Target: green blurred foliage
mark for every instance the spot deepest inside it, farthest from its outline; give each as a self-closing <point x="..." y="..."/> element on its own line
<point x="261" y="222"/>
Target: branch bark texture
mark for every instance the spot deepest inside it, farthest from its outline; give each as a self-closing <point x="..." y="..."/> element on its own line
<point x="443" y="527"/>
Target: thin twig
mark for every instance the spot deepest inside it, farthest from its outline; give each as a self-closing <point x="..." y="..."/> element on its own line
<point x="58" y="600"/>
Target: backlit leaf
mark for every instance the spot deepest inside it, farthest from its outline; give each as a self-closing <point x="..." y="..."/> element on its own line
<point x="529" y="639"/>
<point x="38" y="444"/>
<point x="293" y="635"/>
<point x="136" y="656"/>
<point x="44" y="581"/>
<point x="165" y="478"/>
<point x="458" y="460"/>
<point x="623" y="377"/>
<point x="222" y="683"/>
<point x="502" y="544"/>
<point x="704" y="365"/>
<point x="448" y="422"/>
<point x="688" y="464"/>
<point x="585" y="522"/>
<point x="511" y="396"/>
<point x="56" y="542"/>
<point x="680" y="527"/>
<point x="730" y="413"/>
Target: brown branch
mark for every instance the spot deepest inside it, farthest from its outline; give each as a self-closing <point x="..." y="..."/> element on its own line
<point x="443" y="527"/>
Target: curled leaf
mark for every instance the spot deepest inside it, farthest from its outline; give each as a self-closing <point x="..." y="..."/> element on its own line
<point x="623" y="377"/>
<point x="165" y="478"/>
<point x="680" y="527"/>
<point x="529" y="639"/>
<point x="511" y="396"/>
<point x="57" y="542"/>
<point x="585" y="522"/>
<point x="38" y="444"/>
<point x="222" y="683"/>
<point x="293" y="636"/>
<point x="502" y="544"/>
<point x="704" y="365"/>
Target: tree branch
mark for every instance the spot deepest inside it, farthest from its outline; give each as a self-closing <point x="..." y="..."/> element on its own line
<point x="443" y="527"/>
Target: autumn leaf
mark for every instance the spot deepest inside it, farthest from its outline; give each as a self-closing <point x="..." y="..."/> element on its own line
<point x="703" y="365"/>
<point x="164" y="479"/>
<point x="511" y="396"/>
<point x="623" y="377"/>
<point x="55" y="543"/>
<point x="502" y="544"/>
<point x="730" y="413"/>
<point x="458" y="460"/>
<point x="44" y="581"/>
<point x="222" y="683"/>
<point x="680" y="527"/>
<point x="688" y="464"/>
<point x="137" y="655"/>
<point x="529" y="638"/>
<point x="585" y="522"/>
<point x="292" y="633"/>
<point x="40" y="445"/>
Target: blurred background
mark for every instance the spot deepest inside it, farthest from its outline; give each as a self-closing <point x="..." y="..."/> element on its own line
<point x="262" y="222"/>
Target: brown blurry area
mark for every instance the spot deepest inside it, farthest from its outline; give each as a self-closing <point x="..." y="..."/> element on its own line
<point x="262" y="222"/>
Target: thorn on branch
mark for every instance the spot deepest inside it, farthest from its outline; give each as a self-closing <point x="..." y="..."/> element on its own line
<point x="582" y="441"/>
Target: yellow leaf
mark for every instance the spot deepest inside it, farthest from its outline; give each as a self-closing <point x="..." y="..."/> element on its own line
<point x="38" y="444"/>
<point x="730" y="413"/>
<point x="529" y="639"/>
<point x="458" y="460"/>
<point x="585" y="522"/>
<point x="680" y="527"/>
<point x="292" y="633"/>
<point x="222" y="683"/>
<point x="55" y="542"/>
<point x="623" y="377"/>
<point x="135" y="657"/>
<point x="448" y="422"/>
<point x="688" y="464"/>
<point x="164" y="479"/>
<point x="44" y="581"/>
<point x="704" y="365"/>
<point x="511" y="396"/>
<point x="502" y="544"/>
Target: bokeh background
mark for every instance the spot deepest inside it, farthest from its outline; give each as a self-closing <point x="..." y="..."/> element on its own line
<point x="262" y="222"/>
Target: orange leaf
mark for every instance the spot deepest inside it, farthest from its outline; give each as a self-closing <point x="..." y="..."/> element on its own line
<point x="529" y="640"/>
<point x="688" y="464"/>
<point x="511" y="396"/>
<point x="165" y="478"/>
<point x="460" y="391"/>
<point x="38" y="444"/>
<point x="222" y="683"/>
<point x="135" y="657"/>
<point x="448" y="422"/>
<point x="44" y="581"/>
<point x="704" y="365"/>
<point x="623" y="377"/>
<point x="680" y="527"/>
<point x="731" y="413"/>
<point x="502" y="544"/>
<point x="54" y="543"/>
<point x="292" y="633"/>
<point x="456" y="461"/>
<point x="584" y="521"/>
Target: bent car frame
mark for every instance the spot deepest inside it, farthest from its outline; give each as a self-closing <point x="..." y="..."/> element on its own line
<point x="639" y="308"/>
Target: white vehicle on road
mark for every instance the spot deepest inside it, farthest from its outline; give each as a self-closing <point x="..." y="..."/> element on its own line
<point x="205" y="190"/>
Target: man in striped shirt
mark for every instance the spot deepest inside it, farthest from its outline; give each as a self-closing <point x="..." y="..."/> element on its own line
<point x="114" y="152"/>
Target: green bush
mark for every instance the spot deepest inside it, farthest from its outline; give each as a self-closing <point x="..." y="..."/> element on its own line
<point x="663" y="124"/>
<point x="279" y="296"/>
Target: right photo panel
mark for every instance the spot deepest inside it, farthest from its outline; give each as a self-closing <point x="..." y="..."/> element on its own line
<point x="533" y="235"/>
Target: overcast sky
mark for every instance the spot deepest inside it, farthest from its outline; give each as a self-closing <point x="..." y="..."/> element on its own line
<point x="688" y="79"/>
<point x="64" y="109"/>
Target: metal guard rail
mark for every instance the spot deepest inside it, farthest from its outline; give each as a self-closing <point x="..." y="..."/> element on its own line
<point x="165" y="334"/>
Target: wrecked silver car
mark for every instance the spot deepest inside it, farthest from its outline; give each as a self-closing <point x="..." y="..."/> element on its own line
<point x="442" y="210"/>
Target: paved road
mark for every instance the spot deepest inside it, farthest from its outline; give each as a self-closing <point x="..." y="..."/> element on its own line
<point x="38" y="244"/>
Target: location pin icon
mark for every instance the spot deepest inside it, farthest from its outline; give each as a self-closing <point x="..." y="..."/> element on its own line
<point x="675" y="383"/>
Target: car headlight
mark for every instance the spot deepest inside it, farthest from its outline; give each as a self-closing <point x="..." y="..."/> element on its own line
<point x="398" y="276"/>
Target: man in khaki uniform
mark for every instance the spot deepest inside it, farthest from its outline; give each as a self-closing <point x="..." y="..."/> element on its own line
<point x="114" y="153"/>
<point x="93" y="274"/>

* * * * * * * * *

REQUIREMENTS:
Copy out each record, keeping every word as it is.

RESPONSE BELOW:
Target: green blurred foliage
mark for every instance the spot deepest inside it, farthest from its outline; give each as a self-closing <point x="..." y="..."/> element on its own line
<point x="261" y="222"/>
Target: branch bark texture
mark for every instance the spot deepest inside it, farthest from its outline; give each as a self-closing <point x="..." y="..."/> element on its own line
<point x="443" y="527"/>
Target: thin twig
mark for every instance the spot deepest inside it, farthest from its outline; give each as a self-closing <point x="..." y="..."/> element on its own line
<point x="58" y="600"/>
Target: backlit leaf
mark for every instance the spot deepest inside it, farthest from its outline; give each as a self-closing <point x="..." y="..."/> element on its own line
<point x="529" y="639"/>
<point x="38" y="444"/>
<point x="293" y="635"/>
<point x="136" y="656"/>
<point x="44" y="581"/>
<point x="165" y="478"/>
<point x="458" y="460"/>
<point x="623" y="377"/>
<point x="222" y="683"/>
<point x="502" y="544"/>
<point x="704" y="365"/>
<point x="448" y="422"/>
<point x="688" y="464"/>
<point x="585" y="522"/>
<point x="511" y="396"/>
<point x="56" y="542"/>
<point x="680" y="527"/>
<point x="730" y="413"/>
Target: brown branch
mark for every instance the spot deepest inside it, farthest from its outline; give each as a self-closing <point x="..." y="..."/> element on its own line
<point x="443" y="527"/>
Target: curled leaf
mark for every instance the spot deepest inside it, farthest from its outline; give each as a self-closing <point x="..." y="..."/> element on its own line
<point x="623" y="377"/>
<point x="165" y="478"/>
<point x="680" y="527"/>
<point x="529" y="639"/>
<point x="511" y="396"/>
<point x="57" y="542"/>
<point x="585" y="522"/>
<point x="38" y="444"/>
<point x="222" y="683"/>
<point x="293" y="636"/>
<point x="502" y="544"/>
<point x="704" y="365"/>
Target: tree branch
mark for every instance the spot deepest inside it, farthest from its outline; give each as a self-closing <point x="..." y="..."/> element on its own line
<point x="443" y="527"/>
Target: autumn leaf
mark for every instance the spot deepest inside it, farthest from its outline; give each as a self-closing <point x="..." y="..."/> element on its own line
<point x="703" y="365"/>
<point x="164" y="479"/>
<point x="511" y="396"/>
<point x="623" y="377"/>
<point x="55" y="543"/>
<point x="502" y="544"/>
<point x="730" y="413"/>
<point x="458" y="460"/>
<point x="44" y="581"/>
<point x="222" y="683"/>
<point x="680" y="527"/>
<point x="688" y="464"/>
<point x="137" y="655"/>
<point x="529" y="638"/>
<point x="585" y="522"/>
<point x="292" y="633"/>
<point x="40" y="445"/>
Target: blurred background
mark for every instance the spot deepest inside it, farthest from its outline; give each as a self-closing <point x="..." y="..."/> element on its own line
<point x="262" y="222"/>
Target: brown blurry area
mark for every instance the spot deepest inside it, farthest from its outline; give each as a self-closing <point x="..." y="..."/> element on its own line
<point x="262" y="222"/>
Target: thorn on branch
mark for every instance the spot deepest inside it, farthest from its outline; give each as a self-closing <point x="..." y="..."/> element on its own line
<point x="582" y="441"/>
Target: yellow leaf
mark for every instance the spot deepest inside it, farthest from its outline; give each as a self-closing <point x="..." y="..."/> element on its own line
<point x="38" y="444"/>
<point x="730" y="413"/>
<point x="529" y="639"/>
<point x="458" y="460"/>
<point x="585" y="522"/>
<point x="680" y="527"/>
<point x="292" y="633"/>
<point x="222" y="683"/>
<point x="55" y="542"/>
<point x="623" y="377"/>
<point x="135" y="657"/>
<point x="448" y="422"/>
<point x="688" y="464"/>
<point x="164" y="479"/>
<point x="44" y="581"/>
<point x="704" y="365"/>
<point x="511" y="396"/>
<point x="502" y="544"/>
Target: bokeh background
mark for every instance the spot deepest inside it, farthest from its outline; give each as a self-closing <point x="..." y="..."/> element on its own line
<point x="262" y="222"/>
Target: orange leaf
mark for every instance the spot deepest inside it, farthest from its outline; give each as a self-closing <point x="..." y="..."/> element on its own line
<point x="529" y="640"/>
<point x="688" y="464"/>
<point x="511" y="396"/>
<point x="165" y="478"/>
<point x="460" y="391"/>
<point x="38" y="444"/>
<point x="222" y="683"/>
<point x="135" y="657"/>
<point x="448" y="422"/>
<point x="44" y="581"/>
<point x="704" y="365"/>
<point x="623" y="377"/>
<point x="680" y="527"/>
<point x="731" y="413"/>
<point x="502" y="544"/>
<point x="54" y="543"/>
<point x="292" y="633"/>
<point x="456" y="461"/>
<point x="584" y="521"/>
Target: bent car frame
mark for every instance the spot deepest inside it, farthest from its outline; give each as a self-closing <point x="..." y="..."/> element on its own line
<point x="639" y="308"/>
Target: white vehicle on road
mark for every instance the spot deepest inside it, farthest from its outline; give each as a self-closing <point x="..." y="..."/> element on its own line
<point x="205" y="190"/>
Target: man in striped shirt
mark for every instance the spot deepest inside it, farthest from its outline; give each as a self-closing <point x="..." y="..."/> element on its own line
<point x="114" y="152"/>
Target: green bush
mark for every instance the spot deepest inside it, farthest from its outline; give each as a self-closing <point x="..." y="..."/> element on its own line
<point x="663" y="124"/>
<point x="279" y="296"/>
Target: right photo panel
mark for every instance the spot deepest inside it, farthest from its outline; give each as a self-closing <point x="..." y="..."/> element on its own line
<point x="533" y="235"/>
Target: overcast sky
mark for every instance the spot deepest inside it, farthest from its outline; give each as a self-closing <point x="..." y="..."/> element on its own line
<point x="688" y="79"/>
<point x="64" y="109"/>
Target: metal guard rail
mark for every instance the spot deepest inside it, farthest from its outline; give each as a self-closing <point x="..." y="..."/> element on its own line
<point x="165" y="334"/>
Target: wrecked silver car
mark for every instance the spot deepest inside it, farthest from its outline; give each as a self-closing <point x="..." y="..."/> element on its own line
<point x="442" y="210"/>
Target: paved road
mark for every instance the spot deepest inside it, farthest from its outline; give each as a self-closing <point x="..." y="..."/> element on its own line
<point x="38" y="244"/>
Target: location pin icon
mark for every instance the spot deepest inside it, farthest from its outline; give each as a self-closing <point x="..." y="..."/> element on its own line
<point x="675" y="383"/>
Target: car headlight
mark for every instance the spot deepest inside it, farthest from its outline; give each as a self-closing <point x="..." y="..."/> element on its own line
<point x="398" y="276"/>
Target: man in khaki uniform
mark for every instance the spot deepest inside it, farthest from its outline; give each as a self-closing <point x="..." y="..."/> element on its own line
<point x="114" y="153"/>
<point x="93" y="274"/>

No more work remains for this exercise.